** START OF Input rows **

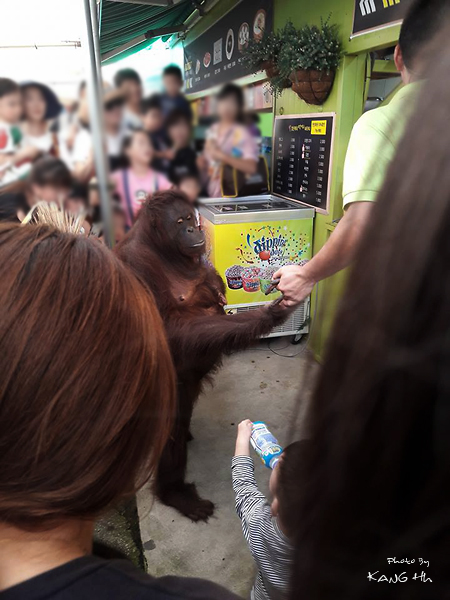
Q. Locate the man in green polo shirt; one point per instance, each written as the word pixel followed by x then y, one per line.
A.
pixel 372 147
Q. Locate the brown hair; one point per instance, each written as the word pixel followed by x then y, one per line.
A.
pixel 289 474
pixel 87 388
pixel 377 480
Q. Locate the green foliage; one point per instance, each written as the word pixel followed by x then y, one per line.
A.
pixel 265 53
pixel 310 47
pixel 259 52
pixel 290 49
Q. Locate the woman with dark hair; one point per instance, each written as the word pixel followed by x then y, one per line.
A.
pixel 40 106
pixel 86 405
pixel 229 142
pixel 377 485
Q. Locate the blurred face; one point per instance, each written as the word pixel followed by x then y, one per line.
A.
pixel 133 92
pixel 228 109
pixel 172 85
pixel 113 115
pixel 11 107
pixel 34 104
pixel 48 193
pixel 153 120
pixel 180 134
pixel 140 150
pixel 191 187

** END OF Input rows **

_What is expected_
Copy out the listing above exactly, starting with the line that contains "Q. Locate the green" and continuing through the last line of the listing.

_Response below_
Q. Locate the green foliage; one point per instance, each written as the word pixel followed by x then y, one per line.
A.
pixel 265 53
pixel 310 47
pixel 259 52
pixel 290 49
Q. Locate the woman with dark hair; one point per instance, each written as the word pixel followed by x then y, one per line.
A.
pixel 40 106
pixel 86 405
pixel 229 142
pixel 377 485
Q. Locate the blurred face; one point per instance, each written as the word pixel followed by x then y, one per line.
A.
pixel 133 92
pixel 228 109
pixel 172 85
pixel 113 115
pixel 11 107
pixel 34 104
pixel 48 193
pixel 153 120
pixel 180 134
pixel 140 150
pixel 191 187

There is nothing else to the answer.